§ CONSIGNE
Mettez les lignes des données ci-dessous dans une liste JSON de chaînes, à raison d'une chaîne par ligne, sans les lignes vides.

Enregistrements d'annotation par points
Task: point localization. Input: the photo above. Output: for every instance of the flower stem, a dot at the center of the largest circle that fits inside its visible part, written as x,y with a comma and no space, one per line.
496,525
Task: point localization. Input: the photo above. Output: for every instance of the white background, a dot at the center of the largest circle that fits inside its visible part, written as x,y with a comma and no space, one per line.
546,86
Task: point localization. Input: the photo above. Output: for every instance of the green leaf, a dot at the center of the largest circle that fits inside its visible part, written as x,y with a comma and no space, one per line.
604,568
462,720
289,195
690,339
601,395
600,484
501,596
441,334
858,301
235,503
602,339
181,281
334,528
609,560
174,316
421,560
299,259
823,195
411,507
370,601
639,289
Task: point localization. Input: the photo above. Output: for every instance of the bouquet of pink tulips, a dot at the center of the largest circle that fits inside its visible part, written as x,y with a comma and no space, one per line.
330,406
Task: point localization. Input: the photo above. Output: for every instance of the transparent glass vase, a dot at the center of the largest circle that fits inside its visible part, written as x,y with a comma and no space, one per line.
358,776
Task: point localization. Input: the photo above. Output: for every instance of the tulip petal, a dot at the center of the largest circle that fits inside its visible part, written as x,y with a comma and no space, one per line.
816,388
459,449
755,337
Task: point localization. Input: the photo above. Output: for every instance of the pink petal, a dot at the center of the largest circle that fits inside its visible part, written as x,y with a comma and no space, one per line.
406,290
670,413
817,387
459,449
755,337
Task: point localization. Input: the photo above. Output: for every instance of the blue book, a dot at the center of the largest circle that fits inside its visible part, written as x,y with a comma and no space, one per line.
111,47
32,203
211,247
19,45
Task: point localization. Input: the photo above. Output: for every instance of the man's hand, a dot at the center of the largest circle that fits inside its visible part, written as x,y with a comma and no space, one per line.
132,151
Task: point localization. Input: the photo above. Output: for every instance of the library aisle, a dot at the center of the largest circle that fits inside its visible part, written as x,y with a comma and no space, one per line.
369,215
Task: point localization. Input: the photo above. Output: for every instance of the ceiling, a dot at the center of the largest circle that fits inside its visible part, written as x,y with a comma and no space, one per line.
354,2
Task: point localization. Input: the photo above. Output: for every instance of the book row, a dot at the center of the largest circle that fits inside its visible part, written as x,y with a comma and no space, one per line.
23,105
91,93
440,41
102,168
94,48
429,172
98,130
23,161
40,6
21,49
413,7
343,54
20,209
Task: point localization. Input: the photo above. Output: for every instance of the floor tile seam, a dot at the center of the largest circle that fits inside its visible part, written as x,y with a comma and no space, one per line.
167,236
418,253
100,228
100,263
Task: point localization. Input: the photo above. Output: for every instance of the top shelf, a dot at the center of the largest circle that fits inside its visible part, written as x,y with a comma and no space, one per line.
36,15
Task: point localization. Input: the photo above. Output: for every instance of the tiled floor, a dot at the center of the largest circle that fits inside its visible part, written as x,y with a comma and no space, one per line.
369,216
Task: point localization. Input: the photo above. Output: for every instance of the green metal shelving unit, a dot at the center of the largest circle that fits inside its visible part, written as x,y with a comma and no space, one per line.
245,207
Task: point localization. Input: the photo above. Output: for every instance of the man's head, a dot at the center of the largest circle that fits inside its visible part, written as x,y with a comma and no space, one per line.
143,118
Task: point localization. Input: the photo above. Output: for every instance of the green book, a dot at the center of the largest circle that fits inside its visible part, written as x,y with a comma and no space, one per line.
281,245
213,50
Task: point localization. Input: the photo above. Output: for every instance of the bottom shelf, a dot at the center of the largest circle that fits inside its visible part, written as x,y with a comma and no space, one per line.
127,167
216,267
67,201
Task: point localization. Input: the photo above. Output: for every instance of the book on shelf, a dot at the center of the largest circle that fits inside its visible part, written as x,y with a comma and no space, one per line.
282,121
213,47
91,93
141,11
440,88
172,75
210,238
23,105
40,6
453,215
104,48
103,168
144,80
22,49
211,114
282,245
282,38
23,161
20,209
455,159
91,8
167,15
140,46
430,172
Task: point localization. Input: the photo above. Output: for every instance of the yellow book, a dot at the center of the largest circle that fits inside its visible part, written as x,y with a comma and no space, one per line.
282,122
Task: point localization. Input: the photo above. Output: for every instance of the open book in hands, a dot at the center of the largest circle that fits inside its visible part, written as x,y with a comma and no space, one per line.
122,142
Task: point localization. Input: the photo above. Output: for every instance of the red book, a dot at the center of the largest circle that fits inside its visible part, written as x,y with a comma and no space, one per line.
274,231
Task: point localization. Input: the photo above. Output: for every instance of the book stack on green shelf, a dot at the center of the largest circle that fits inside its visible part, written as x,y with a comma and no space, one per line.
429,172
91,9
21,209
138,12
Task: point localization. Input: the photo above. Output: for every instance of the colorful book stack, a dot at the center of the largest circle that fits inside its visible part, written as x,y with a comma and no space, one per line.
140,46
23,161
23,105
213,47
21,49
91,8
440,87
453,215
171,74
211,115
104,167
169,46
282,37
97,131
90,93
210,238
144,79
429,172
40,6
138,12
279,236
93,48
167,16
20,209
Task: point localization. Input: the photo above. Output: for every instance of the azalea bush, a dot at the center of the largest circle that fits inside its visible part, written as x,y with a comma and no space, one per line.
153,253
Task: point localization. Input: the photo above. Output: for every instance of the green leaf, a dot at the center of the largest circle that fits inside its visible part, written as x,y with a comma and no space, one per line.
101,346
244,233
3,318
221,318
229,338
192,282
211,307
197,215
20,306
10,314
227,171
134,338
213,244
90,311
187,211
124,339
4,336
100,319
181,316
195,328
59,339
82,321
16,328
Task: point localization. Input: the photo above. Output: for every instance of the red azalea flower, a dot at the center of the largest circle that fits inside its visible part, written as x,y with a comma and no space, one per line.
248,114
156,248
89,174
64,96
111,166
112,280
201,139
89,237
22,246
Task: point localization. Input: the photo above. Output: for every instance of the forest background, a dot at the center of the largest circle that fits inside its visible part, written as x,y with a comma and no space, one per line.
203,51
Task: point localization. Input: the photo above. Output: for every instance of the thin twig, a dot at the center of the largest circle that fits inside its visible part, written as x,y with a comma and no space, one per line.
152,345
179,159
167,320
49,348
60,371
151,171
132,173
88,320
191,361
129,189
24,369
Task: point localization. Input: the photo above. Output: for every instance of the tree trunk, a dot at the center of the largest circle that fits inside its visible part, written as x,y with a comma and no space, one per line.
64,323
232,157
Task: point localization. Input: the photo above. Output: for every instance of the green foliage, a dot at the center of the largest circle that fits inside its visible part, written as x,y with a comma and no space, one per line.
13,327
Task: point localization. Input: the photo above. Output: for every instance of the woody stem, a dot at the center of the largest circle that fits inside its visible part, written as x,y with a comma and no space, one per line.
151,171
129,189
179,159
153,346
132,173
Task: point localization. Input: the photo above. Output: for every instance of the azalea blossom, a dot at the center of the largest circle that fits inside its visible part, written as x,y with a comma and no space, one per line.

§ RÉPONSE COMPLÈTE
[
  "Task: point localization. Input: the photo above. Output: for every instance of the flower stem, a dot at the center of the largest circle that fits inside its visible part, written as x,y with a comma and no space, one per line.",
  "496,525",
  "Task: point localization. Input: the photo above. Output: for every instance of the white background, a dot at the center of the largest circle that fits inside its visible part, written as x,y with a comma and no space, one per line.",
  "546,86",
  "Task: point localization. Input: the photo above. Output: for every instance of the green leaf, a dot at the center of the largest circle that fits inside its visible part, written as x,y with a comma and no space, one per line.",
  "604,568",
  "462,720",
  "289,195",
  "690,339",
  "601,395",
  "600,484",
  "501,596",
  "441,334",
  "858,301",
  "235,503",
  "602,339",
  "181,281",
  "334,528",
  "609,560",
  "174,316",
  "421,560",
  "299,259",
  "823,195",
  "411,507",
  "370,601",
  "639,289",
  "Task: point localization. Input: the photo above. Output: for every instance of the bouquet of pink tulips, a dot at the center of the largest circle that fits inside its visible part, written as x,y with a comma and no space, one per line.",
  "330,406",
  "Task: point localization. Input: the photo above. Output: for every instance of the transparent glass vase, a dot at the center of the largest circle that fits inside its visible part, written as x,y with a comma and no space, one per line.",
  "358,776",
  "Task: point localization. Input: the photo above. Output: for every instance of the tulip petal, a dot at the center of the largest circle that fits inside its visible part, written as x,y with a comma and no space, one per line.",
  "816,388",
  "459,449",
  "755,337",
  "Task: point localization. Input: the photo above. Output: for every instance of the pink petal, a dot at the center of the largest circle that fits inside its visible part, written as x,y with a comma and no space, one per line.",
  "406,290",
  "670,413",
  "817,387",
  "459,449",
  "755,337",
  "Task: point localization. Input: the photo above. Output: for every instance of the blue book, a dot at the center of the largest circle that fits inside its visible part, written as x,y with a comma and no space, one per line.",
  "111,47",
  "32,203",
  "211,247",
  "19,45",
  "Task: point localization. Input: the photo above. Output: for every instance of the man's hand, a dot at the center of the largest circle that fits inside its visible part, written as x,y with a comma and no space, one per line.",
  "132,151",
  "Task: point localization. Input: the photo above. Output: for every instance of the library aisle, a dot at the center of the largest circle that fits inside its visible part, written as x,y with a comma and no space, one per line.",
  "369,215",
  "Task: point localization. Input: the photo above. Output: for every instance of the ceiling, a dot at the center of the largest circle that fits inside its visible part, written as x,y with a comma and no space, one per line.",
  "354,2",
  "Task: point localization. Input: the photo above. Output: for every instance of the book row, a dot at the center of the largest circle that fits inside its visible part, written as x,y with a comma and no space, one per line.",
  "23,105",
  "91,93",
  "440,41",
  "102,168",
  "94,48",
  "429,172",
  "98,130",
  "23,161",
  "40,6",
  "21,49",
  "413,7",
  "343,54",
  "20,209",
  "Task: point localization. Input: the photo above. Output: for every instance of the floor tile seam, a dot at the center of the largest circle that fits inside its visible part, written as x,y with a comma and no space, one per line.",
  "167,236",
  "418,253",
  "100,228",
  "100,263",
  "Task: point localization. Input: the photo above. Output: for every instance of the top shelf, a dot at the center of the largest circle that fits inside its visible part, written as x,y with a comma and no space, one per line.",
  "36,15",
  "Task: point localization. Input: the photo above. Output: for every instance of the tiled floor, a dot at the center of the largest circle that fits inside its visible part, written as x,y with a comma and no space, one per line.",
  "369,216",
  "Task: point localization. Input: the photo above. Output: for every instance of the green metal shelving unit, a dot at the center of the largest circle that fits inside its visible part, written as x,y with a comma and no space, one per line.",
  "245,207",
  "Task: point localization. Input: the photo above. Output: for every instance of the man's head, a dot at the center of the largest circle that fits inside its visible part, written as x,y with a comma and no space, one per line.",
  "143,118",
  "Task: point localization. Input: the photo above. Output: for every instance of the green book, a dot at the center of the largest circle that fits inside its visible part, written as x,y with a comma and no space, one per line.",
  "281,245",
  "213,50",
  "Task: point localization. Input: the photo above. Output: for every instance of the bottom shelf, a dot at the center of the largest circle that fits inside its visible part, written as x,y with a comma and no space, one per line.",
  "127,167",
  "216,267",
  "67,201",
  "Task: point localization. Input: the photo above. Output: for every instance of the book on shelf, a dot at the center of the largest circle that fits inside its visible part, written as x,y with a comma and no space, one per line.",
  "282,121",
  "213,47",
  "91,93",
  "141,11",
  "440,88",
  "172,75",
  "210,238",
  "23,105",
  "40,6",
  "453,215",
  "104,48",
  "103,168",
  "144,80",
  "22,49",
  "211,114",
  "282,245",
  "282,38",
  "23,161",
  "20,209",
  "455,159",
  "91,8",
  "167,15",
  "140,46",
  "430,172",
  "Task: point localization. Input: the photo above. Output: for every instance of the yellow book, a dot at the center of the largest circle that fits inside its visible part, written as x,y with a comma and no space, one per line.",
  "282,122",
  "Task: point localization. Input: the photo above. Output: for every instance of the open book in hands, a dot at the center of the largest circle that fits inside its visible part, written as x,y with a comma and no space, one per line.",
  "122,142",
  "Task: point localization. Input: the photo above. Output: for every instance of the red book, a dot at the center of the largest circle that fits inside its visible part, written as x,y with a comma and no space, one per line.",
  "274,231",
  "Task: point localization. Input: the photo above. Output: for every instance of the book stack on green shelf, a dot at the center of the largest circle that fits inside its visible part, written as x,y with a comma and no space, one per line.",
  "429,172",
  "91,9",
  "21,209",
  "138,12",
  "Task: point localization. Input: the photo above. Output: for every instance of the colorful book stack, a dot at the center of the largest circle that fits inside its visible part, written as x,y with a comma and no space, one per line.",
  "140,46",
  "23,161",
  "23,105",
  "213,47",
  "21,49",
  "91,8",
  "440,87",
  "453,215",
  "171,74",
  "211,115",
  "104,167",
  "169,46",
  "282,37",
  "97,131",
  "90,93",
  "210,238",
  "144,79",
  "429,172",
  "40,6",
  "138,12",
  "279,236",
  "93,48",
  "167,16",
  "20,209",
  "Task: point localization. Input: the photo above. Output: for every instance of the azalea bush, a dot at the center of the largest circle that fits inside its visible part, written as x,y with a comma and no space, one per line.",
  "153,253",
  "Task: point localization. Input: the photo above. Output: for every instance of the green leaf, a dot at the center of the largest circle that fits inside its visible part, written as x,y with a comma and no space, one per line.",
  "101,346",
  "244,233",
  "3,318",
  "221,318",
  "229,338",
  "192,282",
  "211,307",
  "197,215",
  "20,306",
  "10,314",
  "227,171",
  "134,338",
  "213,244",
  "90,311",
  "187,211",
  "124,339",
  "4,336",
  "100,319",
  "181,316",
  "195,328",
  "59,339",
  "82,321",
  "16,328",
  "Task: point localization. Input: the photo above. Output: for every instance of the red azalea flower, a dot at the center of the largest circle that fits inside its visible part, written as x,y with a comma and no space, one per line.",
  "248,114",
  "156,248",
  "89,174",
  "64,96",
  "111,166",
  "112,280",
  "201,139",
  "89,237",
  "22,246",
  "Task: point localization. Input: the photo above. Output: for every instance of the forest background, a dot at the center of the largest circle that fits inside its visible part, written as x,y with a comma and no space, one per line.",
  "203,51",
  "Task: point localization. Input: the photo above. Output: for every instance of the thin twig, a dot at the center of the largest circle that fits inside its visible part, written as x,y with a comma and no space, one per line.",
  "152,345",
  "179,159",
  "167,320",
  "49,348",
  "60,371",
  "151,171",
  "132,173",
  "88,320",
  "191,361",
  "129,189",
  "24,369",
  "Task: point localization. Input: the photo above. Output: for every instance of the tree trunk, a dot at the center of the largest circle that fits inside its visible part, written as x,y with a comma and no space, one per line.",
  "64,323",
  "232,157",
  "Task: point localization. Input: the photo above. Output: for every instance of the green foliage, a dot at the center of the largest circle that fits inside its visible part, written as x,y with a comma and no space, one per line.",
  "13,327",
  "Task: point localization. Input: the photo above. Output: for every instance of the woody stem, a dot at the center of the largest circle that fits inside its visible part, written as x,y with a comma and no space, one per line.",
  "151,171",
  "129,189",
  "179,159",
  "153,346",
  "132,173",
  "Task: point localization. Input: the photo above. Output: for every instance of the azalea blossom, a dot at the center of the largest circle that fits inside its visible part, written as x,y with a comma and no space, one per line."
]